HR, 16-12-1998, nr. 34 247
ECLI:NL:HR:1998:AA2588
- Instantie
Hoge Raad
- Datum
16-12-1998
- Zaaknummer
34 247
- LJN
AA2588
- Vakgebied(en)
Inkomstenbelasting (V)
- Brondocumenten en formele relaties
ECLI:NL:HR:1998:AA2588, Uitspraak, Hoge Raad, 16‑12‑1998; (Cassatie)
- Vindplaatsen
FED 1999/87 met annotatie van J.A. SMIT
WFR 1998/1849, 1
V-N 1998/60.9 met annotatie van Redactie
Uitspraak 16‑12‑1998
Inhoudsindicatie
-
gewezen op het beroep in cassatie van de Staatssecretaris van Financiën tegen de uitspraak van het Gerechtshof te Amsterdam van 27 februari 1997 betreffende de aan X te Z voor het jaar 1994 opgelegde aanslag inkomstenbelasting/ premie volksverzekeringen.
1. Aanslag, bezwaar en geding voor het Hof Aan belanghebbende is voor het jaar 1994 een aanslag inkomstenbelasting/premie volksverzekeringen opgelegd naar een belastbaar inkomen van f 63.252,--, welke aanslag, na daartegen gemaakt bezwaar, bij uitspraak van de Inspecteur is gehandhaafd. Belanghebbende is van de uitspraak van de Inspecteur in beroep gekomen bij het Hof. Het Hof heeft die uitspraak vernietigd en de aanslag verminderd tot een aanslag naar een belastbaar inkomen van f 58.592,--. De uitspraak van het Hof is aan dit arrest gehecht.
2. Geding in cassatie De Staatssecretaris van Financiën heeft tegen de uitspraak van het Hof beroep in cassatie ingesteld. Het beroepschrift in cassatie is aan dit arrest gehecht en maakt daarvan deel uit.

## Vragen en opdrachten
1) Beantwoord deze vragen over het fragment:
(a) Op welke datum deed de Hoge Raad uitspraak?
(b) Naar welk belastbaar inkomen werd de aanslag voor 1994 oorspronkelijk opgelegd?
(c) Tot welk belastbaar inkomen verminderde het Hof de aanslag?
2) Druk uit het fragment de passage af die begint met "2. Geding in" en doorloopt tot en met "daarvan deel uit.".

## Invoergegevens
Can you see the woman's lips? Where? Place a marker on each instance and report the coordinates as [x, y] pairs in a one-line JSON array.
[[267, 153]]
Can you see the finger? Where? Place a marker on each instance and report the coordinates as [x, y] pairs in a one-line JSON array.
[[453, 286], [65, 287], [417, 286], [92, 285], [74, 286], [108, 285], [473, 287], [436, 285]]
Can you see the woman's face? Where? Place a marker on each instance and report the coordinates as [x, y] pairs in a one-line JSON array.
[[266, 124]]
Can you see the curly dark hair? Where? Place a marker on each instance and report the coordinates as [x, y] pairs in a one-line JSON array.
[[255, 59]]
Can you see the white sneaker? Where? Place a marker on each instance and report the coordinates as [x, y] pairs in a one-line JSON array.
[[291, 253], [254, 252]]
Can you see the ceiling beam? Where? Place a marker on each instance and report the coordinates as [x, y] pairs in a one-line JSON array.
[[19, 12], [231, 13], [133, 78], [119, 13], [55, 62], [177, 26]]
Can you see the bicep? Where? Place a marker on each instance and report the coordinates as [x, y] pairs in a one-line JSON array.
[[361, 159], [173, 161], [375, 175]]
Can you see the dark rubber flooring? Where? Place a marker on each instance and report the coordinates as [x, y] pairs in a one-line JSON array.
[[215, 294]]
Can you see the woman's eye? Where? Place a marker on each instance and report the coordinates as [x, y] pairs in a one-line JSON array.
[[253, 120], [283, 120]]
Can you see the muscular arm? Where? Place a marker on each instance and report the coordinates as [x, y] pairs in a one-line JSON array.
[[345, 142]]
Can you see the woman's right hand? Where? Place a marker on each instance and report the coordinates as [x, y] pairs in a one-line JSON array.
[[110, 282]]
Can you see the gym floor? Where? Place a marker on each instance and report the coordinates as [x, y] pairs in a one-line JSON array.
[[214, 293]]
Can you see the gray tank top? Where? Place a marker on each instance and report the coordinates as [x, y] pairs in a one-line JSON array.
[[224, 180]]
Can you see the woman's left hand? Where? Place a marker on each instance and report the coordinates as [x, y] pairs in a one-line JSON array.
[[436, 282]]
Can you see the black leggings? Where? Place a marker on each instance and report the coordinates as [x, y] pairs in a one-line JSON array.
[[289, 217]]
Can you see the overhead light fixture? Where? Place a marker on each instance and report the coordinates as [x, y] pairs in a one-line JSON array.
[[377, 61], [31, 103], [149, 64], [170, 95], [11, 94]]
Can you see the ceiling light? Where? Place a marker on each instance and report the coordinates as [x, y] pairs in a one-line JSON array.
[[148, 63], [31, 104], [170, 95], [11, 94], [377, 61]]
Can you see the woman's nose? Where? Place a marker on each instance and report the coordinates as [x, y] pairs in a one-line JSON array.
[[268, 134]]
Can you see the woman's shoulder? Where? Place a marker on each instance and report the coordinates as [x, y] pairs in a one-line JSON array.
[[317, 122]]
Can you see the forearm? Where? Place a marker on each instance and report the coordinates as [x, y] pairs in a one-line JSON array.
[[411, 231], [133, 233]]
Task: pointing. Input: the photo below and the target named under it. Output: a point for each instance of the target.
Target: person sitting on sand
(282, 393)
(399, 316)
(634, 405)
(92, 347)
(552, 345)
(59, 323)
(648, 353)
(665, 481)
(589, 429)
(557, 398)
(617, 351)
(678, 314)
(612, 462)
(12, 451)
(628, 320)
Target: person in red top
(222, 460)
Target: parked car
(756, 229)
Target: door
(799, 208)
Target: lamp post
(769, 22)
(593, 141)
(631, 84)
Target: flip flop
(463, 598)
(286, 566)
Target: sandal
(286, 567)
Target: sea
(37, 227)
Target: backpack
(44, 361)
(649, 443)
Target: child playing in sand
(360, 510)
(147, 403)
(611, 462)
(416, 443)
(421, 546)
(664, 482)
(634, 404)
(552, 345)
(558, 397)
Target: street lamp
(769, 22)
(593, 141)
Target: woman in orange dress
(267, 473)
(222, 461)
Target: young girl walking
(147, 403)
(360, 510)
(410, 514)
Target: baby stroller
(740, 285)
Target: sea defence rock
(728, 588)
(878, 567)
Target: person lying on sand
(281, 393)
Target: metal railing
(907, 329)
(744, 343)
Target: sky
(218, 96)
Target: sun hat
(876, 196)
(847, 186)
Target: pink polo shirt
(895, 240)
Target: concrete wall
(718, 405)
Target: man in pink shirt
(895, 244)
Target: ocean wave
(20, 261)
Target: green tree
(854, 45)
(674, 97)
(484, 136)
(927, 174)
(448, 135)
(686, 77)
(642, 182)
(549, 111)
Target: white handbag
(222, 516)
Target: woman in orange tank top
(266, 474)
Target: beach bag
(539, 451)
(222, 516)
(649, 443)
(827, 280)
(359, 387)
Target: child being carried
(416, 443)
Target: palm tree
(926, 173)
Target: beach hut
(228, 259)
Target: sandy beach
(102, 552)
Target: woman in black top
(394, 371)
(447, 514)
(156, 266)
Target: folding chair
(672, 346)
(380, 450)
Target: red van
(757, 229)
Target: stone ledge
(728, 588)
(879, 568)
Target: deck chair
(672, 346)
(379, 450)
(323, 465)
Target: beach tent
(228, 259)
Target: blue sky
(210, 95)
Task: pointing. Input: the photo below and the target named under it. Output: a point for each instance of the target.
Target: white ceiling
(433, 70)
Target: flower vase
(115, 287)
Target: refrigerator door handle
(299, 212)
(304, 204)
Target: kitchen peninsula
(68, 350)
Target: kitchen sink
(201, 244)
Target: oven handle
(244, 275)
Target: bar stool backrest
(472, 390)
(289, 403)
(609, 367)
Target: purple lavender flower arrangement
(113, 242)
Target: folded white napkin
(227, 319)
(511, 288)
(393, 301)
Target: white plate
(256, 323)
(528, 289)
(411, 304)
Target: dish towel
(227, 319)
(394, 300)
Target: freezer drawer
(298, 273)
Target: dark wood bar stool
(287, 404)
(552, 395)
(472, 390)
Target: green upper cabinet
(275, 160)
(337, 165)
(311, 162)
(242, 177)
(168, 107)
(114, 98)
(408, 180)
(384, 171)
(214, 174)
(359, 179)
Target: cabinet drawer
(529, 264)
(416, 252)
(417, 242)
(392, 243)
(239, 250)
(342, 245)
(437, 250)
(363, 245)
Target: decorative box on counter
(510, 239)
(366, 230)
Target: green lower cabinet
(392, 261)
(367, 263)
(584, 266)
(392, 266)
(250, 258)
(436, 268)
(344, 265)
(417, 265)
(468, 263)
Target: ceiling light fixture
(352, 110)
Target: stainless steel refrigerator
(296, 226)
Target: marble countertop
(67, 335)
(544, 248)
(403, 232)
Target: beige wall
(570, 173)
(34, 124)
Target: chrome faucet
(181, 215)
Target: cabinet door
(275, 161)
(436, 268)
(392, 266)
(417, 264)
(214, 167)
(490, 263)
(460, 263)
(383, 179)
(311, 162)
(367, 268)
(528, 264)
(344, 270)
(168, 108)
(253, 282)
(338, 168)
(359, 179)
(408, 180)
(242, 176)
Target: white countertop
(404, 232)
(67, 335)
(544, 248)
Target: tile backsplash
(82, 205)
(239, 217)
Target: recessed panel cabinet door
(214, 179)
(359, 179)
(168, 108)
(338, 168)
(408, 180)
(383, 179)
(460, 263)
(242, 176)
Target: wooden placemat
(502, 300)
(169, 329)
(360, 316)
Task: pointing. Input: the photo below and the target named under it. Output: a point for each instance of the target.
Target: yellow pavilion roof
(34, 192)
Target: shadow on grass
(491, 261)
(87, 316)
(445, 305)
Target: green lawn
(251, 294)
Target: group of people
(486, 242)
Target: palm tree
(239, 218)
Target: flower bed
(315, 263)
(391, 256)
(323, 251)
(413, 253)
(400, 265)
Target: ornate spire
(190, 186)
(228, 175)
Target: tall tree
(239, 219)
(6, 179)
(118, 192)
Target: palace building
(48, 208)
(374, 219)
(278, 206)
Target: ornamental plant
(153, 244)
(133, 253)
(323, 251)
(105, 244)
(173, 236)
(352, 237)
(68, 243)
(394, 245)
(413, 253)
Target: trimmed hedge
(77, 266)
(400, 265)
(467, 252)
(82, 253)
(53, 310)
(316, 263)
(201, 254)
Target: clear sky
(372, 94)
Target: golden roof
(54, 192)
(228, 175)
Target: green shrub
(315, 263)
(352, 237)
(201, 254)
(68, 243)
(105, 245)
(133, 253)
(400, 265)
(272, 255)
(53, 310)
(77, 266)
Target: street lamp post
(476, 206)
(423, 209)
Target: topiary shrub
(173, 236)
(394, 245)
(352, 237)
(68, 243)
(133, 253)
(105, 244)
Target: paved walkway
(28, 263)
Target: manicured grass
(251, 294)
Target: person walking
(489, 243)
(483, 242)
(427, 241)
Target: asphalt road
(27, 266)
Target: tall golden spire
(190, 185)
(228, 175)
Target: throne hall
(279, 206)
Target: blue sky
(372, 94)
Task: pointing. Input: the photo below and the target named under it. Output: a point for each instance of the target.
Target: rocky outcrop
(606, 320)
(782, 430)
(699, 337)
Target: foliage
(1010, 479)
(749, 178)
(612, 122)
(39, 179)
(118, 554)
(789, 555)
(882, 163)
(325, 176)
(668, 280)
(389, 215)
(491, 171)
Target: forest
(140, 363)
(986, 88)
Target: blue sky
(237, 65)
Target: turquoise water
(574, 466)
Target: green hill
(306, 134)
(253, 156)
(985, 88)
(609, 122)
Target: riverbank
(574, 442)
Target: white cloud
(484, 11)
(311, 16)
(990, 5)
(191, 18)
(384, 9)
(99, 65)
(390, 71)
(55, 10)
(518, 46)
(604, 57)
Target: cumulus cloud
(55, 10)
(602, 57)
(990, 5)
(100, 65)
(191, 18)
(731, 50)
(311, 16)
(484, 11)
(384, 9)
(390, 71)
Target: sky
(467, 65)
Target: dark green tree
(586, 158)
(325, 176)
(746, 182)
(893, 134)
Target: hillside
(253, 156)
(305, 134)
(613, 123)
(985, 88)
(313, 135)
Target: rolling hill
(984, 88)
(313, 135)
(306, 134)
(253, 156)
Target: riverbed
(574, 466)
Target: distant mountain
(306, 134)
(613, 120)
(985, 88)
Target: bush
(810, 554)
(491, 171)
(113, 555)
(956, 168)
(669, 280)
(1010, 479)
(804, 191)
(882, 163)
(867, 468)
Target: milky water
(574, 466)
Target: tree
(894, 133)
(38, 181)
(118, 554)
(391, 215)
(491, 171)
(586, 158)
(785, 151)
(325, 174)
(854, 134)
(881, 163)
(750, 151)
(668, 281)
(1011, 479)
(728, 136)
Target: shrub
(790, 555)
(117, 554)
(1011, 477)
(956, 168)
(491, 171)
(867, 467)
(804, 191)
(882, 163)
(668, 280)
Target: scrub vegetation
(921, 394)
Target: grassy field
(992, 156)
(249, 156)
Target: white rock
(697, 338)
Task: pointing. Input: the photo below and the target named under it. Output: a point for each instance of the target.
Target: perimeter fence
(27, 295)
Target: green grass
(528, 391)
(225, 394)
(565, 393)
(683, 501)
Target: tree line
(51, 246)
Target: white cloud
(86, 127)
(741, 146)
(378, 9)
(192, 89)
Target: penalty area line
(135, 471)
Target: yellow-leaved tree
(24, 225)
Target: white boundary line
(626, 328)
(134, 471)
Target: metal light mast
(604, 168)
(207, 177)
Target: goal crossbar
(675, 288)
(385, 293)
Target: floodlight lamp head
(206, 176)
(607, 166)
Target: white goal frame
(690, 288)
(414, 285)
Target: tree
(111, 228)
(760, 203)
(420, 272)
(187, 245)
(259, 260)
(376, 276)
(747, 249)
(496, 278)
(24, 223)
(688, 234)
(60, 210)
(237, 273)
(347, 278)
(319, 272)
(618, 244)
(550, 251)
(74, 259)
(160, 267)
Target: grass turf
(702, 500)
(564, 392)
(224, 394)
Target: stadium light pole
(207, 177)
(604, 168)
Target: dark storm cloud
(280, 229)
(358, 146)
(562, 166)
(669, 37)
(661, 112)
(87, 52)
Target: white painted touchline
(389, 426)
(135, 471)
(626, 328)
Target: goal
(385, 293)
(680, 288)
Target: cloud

## Antwoorden per opdracht
1)
(a) 16-12-1998
(b) f 63.252,--
(c) f 58.592,--

2)
2. Geding in cassatie De Staatssecretaris van Financiën heeft tegen de uitspraak van het Hof beroep in cassatie ingesteld. Het beroepschrift in cassatie is aan dit arrest gehecht en maakt daarvan deel uit.